• Request 1: Return the passage of the DTS cable excerpt from "Underneath the canopy, where" to "(R2=0.979).".
• Request 2: According to the DTS cable excerpt, how tall was the scaffold tower used for the measurements?
• Request 3: Translate this sentence from the DTS cable excerpt into Spanish: "The measurements were carried out in a pine forest near Garderen (The Netherlands), along a 46-meter tall scaffold tower (15 meters above the canopy)."

• Document extract:
##########
As radiation and wind have an effect on the cooling and heating of the cable’s sheath as
well, the DTS cables do not necessarily always measure dry and wet bulb temperature
of the air accurately. In this study the accuracy in representing the dry and wet
bulb temperatures of the cable are verified, and evaporation observations of the
BR-DTS method are compared to Eddy Covariance (EC) measurements. Two ways to
correct for errors due to wind and solar radiation warming up the DTS cables are
presented: one for the dry cable and one for the wet cable. The measurements were
carried out in a pine forest near Garderen (The Netherlands), along a 46-meter tall
scaffold tower (15 meters above the canopy). Both the wet (Twet) and dry (Tdry)
temperature of the DTS cable were compared to temperature and humidity (from
which Twet is derived) observations from sensors placed along the height of the
tower.
Underneath the canopy, where there was barely any direct sunlight, the non-corrected
temperatures correlated well for both Tdry (R2=0.998) and Twet (R2=0.995). Above the
canopy the two temperature corrections worked well Tdry (R2=0.978) and Twet
(R2=0.979).
##########
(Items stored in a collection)
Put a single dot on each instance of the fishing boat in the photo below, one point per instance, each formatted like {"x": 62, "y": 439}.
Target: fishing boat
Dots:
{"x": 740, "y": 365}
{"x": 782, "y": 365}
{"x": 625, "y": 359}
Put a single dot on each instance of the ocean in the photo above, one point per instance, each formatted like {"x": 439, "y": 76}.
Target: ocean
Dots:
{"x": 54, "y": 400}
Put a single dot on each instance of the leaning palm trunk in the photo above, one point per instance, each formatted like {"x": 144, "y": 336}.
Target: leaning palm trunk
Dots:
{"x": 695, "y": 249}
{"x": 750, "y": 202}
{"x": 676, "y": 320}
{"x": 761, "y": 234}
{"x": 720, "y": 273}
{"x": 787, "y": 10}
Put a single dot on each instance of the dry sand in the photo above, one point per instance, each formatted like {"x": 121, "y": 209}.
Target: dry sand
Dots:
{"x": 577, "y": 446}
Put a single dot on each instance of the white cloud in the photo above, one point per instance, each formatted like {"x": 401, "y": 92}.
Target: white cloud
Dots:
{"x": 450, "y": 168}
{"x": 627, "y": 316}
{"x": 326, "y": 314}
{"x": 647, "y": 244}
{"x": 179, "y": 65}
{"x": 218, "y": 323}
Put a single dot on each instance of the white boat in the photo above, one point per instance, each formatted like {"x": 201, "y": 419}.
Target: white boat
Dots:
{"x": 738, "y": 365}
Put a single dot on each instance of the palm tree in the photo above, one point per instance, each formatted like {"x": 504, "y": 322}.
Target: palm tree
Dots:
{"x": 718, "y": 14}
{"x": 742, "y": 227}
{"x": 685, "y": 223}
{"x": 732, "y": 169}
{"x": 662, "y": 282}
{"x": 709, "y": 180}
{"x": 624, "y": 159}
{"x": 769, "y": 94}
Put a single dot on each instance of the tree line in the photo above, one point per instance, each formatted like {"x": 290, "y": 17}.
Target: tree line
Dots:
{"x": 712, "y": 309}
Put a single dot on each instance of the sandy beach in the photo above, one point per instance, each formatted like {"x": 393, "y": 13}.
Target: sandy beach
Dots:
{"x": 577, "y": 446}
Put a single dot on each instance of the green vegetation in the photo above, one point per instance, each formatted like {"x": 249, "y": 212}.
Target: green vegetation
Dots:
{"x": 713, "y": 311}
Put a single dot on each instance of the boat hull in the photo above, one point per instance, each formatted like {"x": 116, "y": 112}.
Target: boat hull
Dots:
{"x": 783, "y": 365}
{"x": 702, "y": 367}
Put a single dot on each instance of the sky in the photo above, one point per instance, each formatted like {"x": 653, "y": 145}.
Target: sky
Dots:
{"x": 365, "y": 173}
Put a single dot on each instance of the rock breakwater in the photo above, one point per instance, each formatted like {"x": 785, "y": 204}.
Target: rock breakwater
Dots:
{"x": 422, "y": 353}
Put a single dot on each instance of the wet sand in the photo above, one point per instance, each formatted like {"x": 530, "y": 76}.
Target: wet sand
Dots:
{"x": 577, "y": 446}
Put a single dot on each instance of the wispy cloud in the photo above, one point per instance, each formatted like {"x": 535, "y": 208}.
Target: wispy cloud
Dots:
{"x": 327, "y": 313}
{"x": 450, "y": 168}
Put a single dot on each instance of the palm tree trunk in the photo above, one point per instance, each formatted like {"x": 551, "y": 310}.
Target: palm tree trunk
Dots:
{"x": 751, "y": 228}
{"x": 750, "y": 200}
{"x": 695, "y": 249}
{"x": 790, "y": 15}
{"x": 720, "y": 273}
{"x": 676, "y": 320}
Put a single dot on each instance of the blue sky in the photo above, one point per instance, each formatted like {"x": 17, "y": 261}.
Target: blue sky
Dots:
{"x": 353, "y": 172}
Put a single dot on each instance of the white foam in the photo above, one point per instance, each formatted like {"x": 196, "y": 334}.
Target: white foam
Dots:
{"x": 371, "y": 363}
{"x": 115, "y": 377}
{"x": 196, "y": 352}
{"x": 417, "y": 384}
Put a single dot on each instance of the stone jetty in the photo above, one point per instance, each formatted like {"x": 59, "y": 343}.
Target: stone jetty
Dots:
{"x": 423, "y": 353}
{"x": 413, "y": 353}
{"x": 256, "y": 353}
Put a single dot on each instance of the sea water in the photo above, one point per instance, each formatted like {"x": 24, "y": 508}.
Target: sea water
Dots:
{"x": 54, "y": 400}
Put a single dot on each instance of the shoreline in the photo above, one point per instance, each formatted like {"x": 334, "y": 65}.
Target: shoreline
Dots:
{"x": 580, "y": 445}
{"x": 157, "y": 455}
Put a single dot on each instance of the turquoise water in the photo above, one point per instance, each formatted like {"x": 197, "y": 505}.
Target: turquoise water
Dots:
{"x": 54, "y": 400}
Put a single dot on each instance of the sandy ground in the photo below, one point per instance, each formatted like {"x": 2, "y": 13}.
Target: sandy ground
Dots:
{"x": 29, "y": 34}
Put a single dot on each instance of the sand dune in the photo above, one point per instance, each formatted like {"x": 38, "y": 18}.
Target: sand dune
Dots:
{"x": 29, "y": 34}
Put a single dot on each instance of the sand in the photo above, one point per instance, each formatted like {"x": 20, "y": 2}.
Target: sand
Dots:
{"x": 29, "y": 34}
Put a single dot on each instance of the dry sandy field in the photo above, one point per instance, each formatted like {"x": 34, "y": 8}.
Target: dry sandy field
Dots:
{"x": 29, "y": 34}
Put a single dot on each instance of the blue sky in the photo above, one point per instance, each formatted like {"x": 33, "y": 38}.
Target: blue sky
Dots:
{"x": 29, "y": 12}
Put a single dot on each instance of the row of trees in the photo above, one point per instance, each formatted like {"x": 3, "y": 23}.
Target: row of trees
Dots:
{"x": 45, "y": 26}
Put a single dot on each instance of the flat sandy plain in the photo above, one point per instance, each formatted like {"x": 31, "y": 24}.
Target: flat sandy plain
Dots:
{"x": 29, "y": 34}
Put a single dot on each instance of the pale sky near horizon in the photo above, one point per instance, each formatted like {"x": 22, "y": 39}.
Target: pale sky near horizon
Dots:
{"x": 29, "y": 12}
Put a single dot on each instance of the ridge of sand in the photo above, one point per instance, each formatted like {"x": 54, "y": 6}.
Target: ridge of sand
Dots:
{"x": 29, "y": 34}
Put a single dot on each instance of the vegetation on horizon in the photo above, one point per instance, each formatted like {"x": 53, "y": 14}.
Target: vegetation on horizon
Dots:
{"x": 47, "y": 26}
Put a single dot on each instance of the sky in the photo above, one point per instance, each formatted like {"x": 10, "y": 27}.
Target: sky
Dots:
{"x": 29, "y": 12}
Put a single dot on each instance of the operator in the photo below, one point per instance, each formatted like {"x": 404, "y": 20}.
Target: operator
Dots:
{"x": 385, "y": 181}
##########
• Answer 1:
Underneath the canopy, where there was barely any direct sunlight, the non-corrected
temperatures correlated well for both Tdry (R2=0.998) and Twet (R2=0.995). Above the
canopy the two temperature corrections worked well Tdry (R2=0.978) and Twet
(R2=0.979).

• Answer 2: 46 meters

• Answer 3: Las mediciones se realizaron en un bosque de pinos cerca de Garderen (Países Bajos), a lo largo de una torre de andamio de 46 metros de altura (15 metros por encima del dosel).